WHAT THE TASK ASKS:
Using the post on Orissa's Information Commission, decide whether each statement agrees with it and answer yes or no, quoting the deciding words: (a) the committee recommended D.N.Padhi for Chief Information Commissioner; (b) Radhamohan spent most of his career teaching economics in colleges; (c) Padhi has retired from the Orissa Education Service.
# START OF EXCERPTED PASSAGE
Posted on October 16, 2005 by Subhas Chandra Pattanayak
Subhas Chandra Pattanayak
Freedom
from bureaucratic machiavellianism was the sole purpose behind enactment of the
Right to Information Act, 2005. But Orissa Government has made it a farce by
recommending only two persons to form the first Information Commission of the
State in which the corrupt bureaucracy shall see its rampart well protected.
A
committee constituted under Sub-Section 3 of Section 15 of the Act, comprising
Chief Minister Naveen Patnaik, Leader of Opposition J.B.Pattanaik and Damodar
Raut, a member of the Cabinet nominated by the Chief Minister, has recommended
the names of D.N.Padhi and Radhamohan for the post of Chief Information
Commissioner (CIC) and Information Commissioner (IC) respectively. Padhi is
currently working as the Union Power Secretary when Radhamohan has retired from
Orissa Education Service. When the former has spent almost entire span of his
career in Orissa administration, the later, whose recruitment was meant for
teaching economics in Colleges, has spent almost all the years of his career
not in any College, but in the State Secretariat as a scientist!
If
these two fellows did not commit any corruption during their tenure in Orissa
then it must be assumed that there is no corruption in Orissa.
But
everybody knows Orissa administration is full of corruption. And, the
bureaucrats know where and when who of them committed or commits what sort of
corruption.
# END OF EXCERPTED PASSAGE
# START OF PROVIDED MATERIAL
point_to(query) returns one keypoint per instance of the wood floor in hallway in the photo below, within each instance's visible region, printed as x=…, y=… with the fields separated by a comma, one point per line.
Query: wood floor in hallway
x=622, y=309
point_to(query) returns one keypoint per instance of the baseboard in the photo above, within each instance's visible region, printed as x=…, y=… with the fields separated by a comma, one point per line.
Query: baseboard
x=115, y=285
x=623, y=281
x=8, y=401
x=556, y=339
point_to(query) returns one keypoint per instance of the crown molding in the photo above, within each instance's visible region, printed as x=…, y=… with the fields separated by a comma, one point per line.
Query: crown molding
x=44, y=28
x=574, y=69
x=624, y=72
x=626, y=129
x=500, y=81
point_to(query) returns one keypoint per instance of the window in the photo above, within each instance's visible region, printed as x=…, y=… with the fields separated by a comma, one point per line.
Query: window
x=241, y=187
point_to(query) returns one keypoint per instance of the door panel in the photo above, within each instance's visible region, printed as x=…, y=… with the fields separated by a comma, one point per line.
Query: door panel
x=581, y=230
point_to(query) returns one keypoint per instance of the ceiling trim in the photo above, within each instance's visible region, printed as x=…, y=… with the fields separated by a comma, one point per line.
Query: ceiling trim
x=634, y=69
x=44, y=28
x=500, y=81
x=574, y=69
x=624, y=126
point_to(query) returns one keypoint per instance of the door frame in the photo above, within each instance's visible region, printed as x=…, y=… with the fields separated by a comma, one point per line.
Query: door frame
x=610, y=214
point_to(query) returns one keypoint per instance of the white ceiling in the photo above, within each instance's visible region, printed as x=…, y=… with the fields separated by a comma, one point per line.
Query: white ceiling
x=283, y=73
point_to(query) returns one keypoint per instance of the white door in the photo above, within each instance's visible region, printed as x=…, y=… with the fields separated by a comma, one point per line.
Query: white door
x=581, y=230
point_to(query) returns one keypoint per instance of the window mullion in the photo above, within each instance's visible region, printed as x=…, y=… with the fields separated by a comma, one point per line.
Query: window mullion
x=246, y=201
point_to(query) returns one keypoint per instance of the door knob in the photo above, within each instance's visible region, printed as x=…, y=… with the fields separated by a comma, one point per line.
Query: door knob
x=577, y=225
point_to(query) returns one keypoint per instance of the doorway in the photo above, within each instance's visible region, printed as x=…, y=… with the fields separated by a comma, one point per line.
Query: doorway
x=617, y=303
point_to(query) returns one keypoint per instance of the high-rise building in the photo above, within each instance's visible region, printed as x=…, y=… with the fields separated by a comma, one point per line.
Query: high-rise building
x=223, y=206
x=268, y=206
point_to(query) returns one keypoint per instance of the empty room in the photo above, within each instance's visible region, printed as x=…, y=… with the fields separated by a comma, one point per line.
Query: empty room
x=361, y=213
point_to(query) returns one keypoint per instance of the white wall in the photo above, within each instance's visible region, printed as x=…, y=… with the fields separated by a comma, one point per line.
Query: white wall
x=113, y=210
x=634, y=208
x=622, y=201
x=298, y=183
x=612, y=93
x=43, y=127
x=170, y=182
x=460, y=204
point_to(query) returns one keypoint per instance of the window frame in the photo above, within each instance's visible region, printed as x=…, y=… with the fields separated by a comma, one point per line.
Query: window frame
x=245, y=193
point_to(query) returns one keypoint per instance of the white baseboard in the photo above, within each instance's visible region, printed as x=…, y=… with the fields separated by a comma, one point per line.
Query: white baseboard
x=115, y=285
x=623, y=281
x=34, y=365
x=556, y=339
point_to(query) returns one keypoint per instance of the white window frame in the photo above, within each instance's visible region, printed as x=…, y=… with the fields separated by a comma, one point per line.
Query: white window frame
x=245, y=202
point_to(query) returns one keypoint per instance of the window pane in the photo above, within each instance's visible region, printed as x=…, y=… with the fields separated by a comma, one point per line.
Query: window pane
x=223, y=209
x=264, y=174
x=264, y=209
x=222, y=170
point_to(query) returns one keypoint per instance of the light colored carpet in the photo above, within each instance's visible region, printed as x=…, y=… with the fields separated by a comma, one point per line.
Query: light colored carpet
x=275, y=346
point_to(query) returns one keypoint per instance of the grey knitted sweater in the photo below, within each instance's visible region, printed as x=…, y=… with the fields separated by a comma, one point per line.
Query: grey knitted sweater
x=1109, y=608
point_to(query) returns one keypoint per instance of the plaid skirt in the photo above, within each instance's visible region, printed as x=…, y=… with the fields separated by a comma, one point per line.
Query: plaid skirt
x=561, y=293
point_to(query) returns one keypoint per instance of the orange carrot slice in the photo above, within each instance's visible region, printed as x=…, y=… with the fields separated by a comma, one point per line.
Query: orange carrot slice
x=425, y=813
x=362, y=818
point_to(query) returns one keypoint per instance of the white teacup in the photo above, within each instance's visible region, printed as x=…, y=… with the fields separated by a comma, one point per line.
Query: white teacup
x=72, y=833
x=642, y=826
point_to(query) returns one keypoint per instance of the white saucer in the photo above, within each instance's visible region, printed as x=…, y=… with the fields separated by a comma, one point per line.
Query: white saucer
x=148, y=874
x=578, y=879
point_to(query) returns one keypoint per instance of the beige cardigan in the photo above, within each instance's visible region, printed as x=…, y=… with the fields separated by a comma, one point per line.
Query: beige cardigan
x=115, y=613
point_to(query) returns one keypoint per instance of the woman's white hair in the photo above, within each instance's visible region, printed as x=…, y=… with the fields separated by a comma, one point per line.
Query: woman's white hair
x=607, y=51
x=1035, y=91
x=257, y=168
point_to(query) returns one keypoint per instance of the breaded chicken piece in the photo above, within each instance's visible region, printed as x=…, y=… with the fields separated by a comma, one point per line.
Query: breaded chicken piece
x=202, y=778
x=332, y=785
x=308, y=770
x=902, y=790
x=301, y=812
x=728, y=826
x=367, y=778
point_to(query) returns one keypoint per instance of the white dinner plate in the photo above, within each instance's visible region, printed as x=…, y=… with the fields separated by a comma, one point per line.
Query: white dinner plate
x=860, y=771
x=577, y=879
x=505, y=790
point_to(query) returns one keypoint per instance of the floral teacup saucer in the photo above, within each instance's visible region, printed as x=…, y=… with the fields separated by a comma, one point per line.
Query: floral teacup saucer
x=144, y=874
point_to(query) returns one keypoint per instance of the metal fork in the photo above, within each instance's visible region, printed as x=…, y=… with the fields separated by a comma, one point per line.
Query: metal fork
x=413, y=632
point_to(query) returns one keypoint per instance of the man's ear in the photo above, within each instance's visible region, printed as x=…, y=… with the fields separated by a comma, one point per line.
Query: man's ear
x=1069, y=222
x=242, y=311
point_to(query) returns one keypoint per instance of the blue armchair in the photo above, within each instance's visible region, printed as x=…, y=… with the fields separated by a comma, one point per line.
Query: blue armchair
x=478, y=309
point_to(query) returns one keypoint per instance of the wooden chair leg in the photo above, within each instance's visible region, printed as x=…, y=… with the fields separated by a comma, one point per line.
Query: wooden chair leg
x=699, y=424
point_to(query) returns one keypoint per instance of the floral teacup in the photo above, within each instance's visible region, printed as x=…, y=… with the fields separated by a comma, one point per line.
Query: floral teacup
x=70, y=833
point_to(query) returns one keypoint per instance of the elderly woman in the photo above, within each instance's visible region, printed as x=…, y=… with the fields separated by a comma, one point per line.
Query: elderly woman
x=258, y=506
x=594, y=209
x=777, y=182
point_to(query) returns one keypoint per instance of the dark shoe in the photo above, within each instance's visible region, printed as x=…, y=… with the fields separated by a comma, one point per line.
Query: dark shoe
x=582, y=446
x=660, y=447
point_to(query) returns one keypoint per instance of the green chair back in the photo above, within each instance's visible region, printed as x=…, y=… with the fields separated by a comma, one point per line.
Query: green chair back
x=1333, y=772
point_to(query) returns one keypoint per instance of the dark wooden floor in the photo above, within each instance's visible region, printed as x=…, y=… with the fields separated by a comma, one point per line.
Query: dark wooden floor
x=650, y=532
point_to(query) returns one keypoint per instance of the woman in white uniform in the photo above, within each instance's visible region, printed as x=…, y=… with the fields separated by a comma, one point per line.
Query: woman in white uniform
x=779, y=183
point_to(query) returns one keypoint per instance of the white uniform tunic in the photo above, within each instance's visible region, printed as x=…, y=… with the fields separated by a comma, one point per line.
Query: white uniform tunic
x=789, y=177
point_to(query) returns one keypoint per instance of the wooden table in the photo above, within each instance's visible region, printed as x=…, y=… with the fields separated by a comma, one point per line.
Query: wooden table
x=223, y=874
# END OF PROVIDED MATERIAL
ANSWER TO THE TASK:
(a) Yes: "has recommended the names of D.N.Padhi and Radhamohan for the post of Chief Information Commissioner (CIC) and Information Commissioner (IC) respectively"
(b) No: "has spent almost all the years of his career not in any College, but in the State Secretariat as a scientist!"
(c) No: "Padhi is currently working as the Union Power Secretary when Radhamohan has retired from Orissa Education Service."